УСЛОВИЕ ЗАДАНИЯ
Напишите продолжение текста об Алексее Толстом и Иване Грозном, начиная сразу после его последнего предложения.

══ ТЕКСТОВЫЙ ФРАГМЕНТ ══

В это время Алексей Толстой «нацелился» на Ивана Грозного, фигура которого привлекала ещё и потому, что в историографии за последние двести лет накопилось столько интересного и противоречивого материала, что ему давно хотелось разобраться во всём этом и предложить свою точку зрения на одну из величественных и трагических личностей русской истории. В самом деле, историк ХVIII века М. Щербатов так и не разобрался в характере Ивана Грозного: «Иван Грозный именит в земных владыках его разумом, узаконениями, честолюбием, завоеваниями, потерями, гордостью, низостью и суровством, в столь разных видах представляется, что часто не единым человеком является…» В том же признавался и великий русский историк Н.М. Карамзин: «Несмотря на все умозрительные изъяснения, характер Ивана, героя добродетели в юности, неистового кровопийцы в летах мужества и старости, есть для меня загадка». Отмечая в Иване Грозном «разум превосходный, соединённый с даром слова», Карамзин вместе с тем беспощадно и односторонне характеризует его как жестокого «тигра», раболепно потворствовавшего своим «гнуснейшим прихотям», мстительной злобе.

═══
══ ВЫДЕРЖКИ ИЗ ДАННЫХ ══

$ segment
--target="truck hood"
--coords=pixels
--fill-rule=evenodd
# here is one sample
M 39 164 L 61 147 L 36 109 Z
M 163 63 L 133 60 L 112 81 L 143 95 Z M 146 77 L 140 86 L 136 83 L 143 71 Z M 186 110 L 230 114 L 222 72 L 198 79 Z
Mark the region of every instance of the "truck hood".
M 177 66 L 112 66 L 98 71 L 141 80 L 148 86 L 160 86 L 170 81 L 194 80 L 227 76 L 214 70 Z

═══

РЕЗУЛЬТАТ ВЫПОЛНЕНИЯ
Отрицательное отношение к Ивану Грозному высказали известные историки-славянофилы К. Аксаков, Ю. Самарин, М. Погодин, знаменитый историк середины XIX века Н. Костомаров, идеолог народничества Н. Михайловский. Чаще всего эти пристрастные, односторонние оценки деятельности и личности знаменитого царя возникали как следствие оппозиционных настроений по отношению к существующему правлению, к современному исследователям монарху. Привлекая письма и «Историю о великом князе Московском» Андрея Курбского, либерально настроенные историки обратили внимание только на ужасы и жестокости того времени, представив их как своеволие мстительного правителя. Подобных источников и свидетельств о правлении Ивана Грозного осталось куда больше, чем других. Может, поэтому столь прочно и установилось отрицательное отношение к Ивану Грозному. «…При чтении источников книга не раз выпадала у него из рук и он бросал перо в негодовании, – писал А.К. Толстой в предисловии к роману «Князь Серебряный» о своих переживаниях во время работы, – не столько от мысли, что мог существовать Иоанн IV, сколько от той, что могло существовать такое общество, которое смотрело на него без негодования». В «Проекте постановки на сцене трагедии «Смерть Иоанна Грозного» А.К. Толстой характеризует его как «властолюбивого от природы, испорченного лестью окружающих царедворцев и привычкою к неограниченной власти»: «…Он видит врагов во всех, кто стоит выше обыкновенного уровня все равно чем: рождением ли, заслугами ли, общим ли уважением народа. Ревнивая подозрительность и необузданная страстность Иоанна побуждают его ломать и истреблять всё, что кажется ему препятствием, всё, что может, по его мнению, нанести ущерб его власти, сохранение и усиление которой есть цель его жизни».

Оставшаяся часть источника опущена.